**SET PROBLEM**
Each line should be copied exactly.

**DATASET EXCERPTS**
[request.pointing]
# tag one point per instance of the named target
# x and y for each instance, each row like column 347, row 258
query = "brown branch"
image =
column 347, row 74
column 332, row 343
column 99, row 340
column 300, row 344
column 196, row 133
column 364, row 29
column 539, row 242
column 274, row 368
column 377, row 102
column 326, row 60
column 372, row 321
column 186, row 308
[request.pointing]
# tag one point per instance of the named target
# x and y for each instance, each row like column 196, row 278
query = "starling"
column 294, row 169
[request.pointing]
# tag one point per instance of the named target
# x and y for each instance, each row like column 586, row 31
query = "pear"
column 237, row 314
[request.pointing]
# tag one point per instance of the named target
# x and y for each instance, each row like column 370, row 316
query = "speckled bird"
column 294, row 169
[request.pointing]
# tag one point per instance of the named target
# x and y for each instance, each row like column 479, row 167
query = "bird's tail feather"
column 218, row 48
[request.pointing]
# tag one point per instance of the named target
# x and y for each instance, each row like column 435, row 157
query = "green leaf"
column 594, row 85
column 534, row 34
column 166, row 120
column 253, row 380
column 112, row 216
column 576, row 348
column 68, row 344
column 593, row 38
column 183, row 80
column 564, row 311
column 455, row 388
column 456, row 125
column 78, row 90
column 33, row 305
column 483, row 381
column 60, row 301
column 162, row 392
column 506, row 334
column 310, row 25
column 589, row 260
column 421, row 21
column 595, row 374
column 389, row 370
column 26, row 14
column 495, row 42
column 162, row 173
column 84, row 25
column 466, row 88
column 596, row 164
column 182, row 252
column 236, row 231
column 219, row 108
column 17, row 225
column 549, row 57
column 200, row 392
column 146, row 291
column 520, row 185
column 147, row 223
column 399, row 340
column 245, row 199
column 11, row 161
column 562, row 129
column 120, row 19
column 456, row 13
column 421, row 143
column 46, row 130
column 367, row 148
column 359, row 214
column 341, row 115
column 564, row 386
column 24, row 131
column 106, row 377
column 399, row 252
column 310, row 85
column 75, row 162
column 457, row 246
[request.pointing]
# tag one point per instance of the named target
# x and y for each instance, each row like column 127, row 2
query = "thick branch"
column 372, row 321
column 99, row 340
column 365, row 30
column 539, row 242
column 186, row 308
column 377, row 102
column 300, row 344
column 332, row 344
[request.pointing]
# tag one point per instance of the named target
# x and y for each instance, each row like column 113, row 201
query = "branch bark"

**SOLVED PROBLEM**
[request.pointing]
# tag one point per instance of the named target
# x and y for each instance, each row like column 347, row 258
query = "brown branch"
image =
column 347, row 74
column 332, row 343
column 99, row 340
column 300, row 344
column 196, row 133
column 364, row 29
column 539, row 242
column 274, row 368
column 377, row 102
column 326, row 60
column 372, row 321
column 186, row 308
[request.pointing]
# tag one point per instance of the named target
# x and y for each instance, each row like column 196, row 278
query = "starling"
column 294, row 169
[request.pointing]
# tag one point per instance of the named target
# x and y for each instance, each row like column 586, row 31
query = "pear"
column 237, row 314
[request.pointing]
# tag one point per instance of the named target
# x and y for each instance, each row like column 370, row 316
query = "speckled bird"
column 294, row 169
[request.pointing]
# tag one point per instance of the named target
# x and y for each instance, each row like column 479, row 167
query = "bird's tail feather"
column 218, row 48
[request.pointing]
# tag one point per instance of the named target
# x and y for each instance, each row like column 435, row 157
query = "green leaf"
column 594, row 85
column 534, row 34
column 166, row 120
column 253, row 380
column 112, row 216
column 576, row 348
column 68, row 344
column 593, row 38
column 183, row 80
column 564, row 311
column 455, row 388
column 456, row 125
column 78, row 90
column 33, row 305
column 483, row 381
column 60, row 301
column 162, row 392
column 506, row 334
column 310, row 25
column 589, row 260
column 421, row 21
column 595, row 374
column 389, row 370
column 26, row 14
column 495, row 42
column 162, row 173
column 84, row 25
column 466, row 88
column 596, row 164
column 182, row 252
column 236, row 231
column 219, row 108
column 17, row 225
column 549, row 57
column 200, row 392
column 146, row 291
column 520, row 185
column 147, row 223
column 399, row 340
column 245, row 199
column 11, row 161
column 562, row 129
column 120, row 19
column 456, row 13
column 421, row 143
column 46, row 130
column 367, row 148
column 359, row 214
column 341, row 115
column 564, row 386
column 24, row 131
column 106, row 377
column 399, row 252
column 310, row 85
column 75, row 162
column 457, row 246
[request.pointing]
# tag one point per instance of the named target
# x and y for each instance, each row like column 127, row 2
query = "thick branch"
column 372, row 321
column 99, row 340
column 365, row 30
column 539, row 242
column 186, row 308
column 377, row 102
column 300, row 344
column 332, row 344
[request.pointing]
# tag one point per instance of the named target
# x and y for each instance, each row like column 113, row 201
query = "branch bark"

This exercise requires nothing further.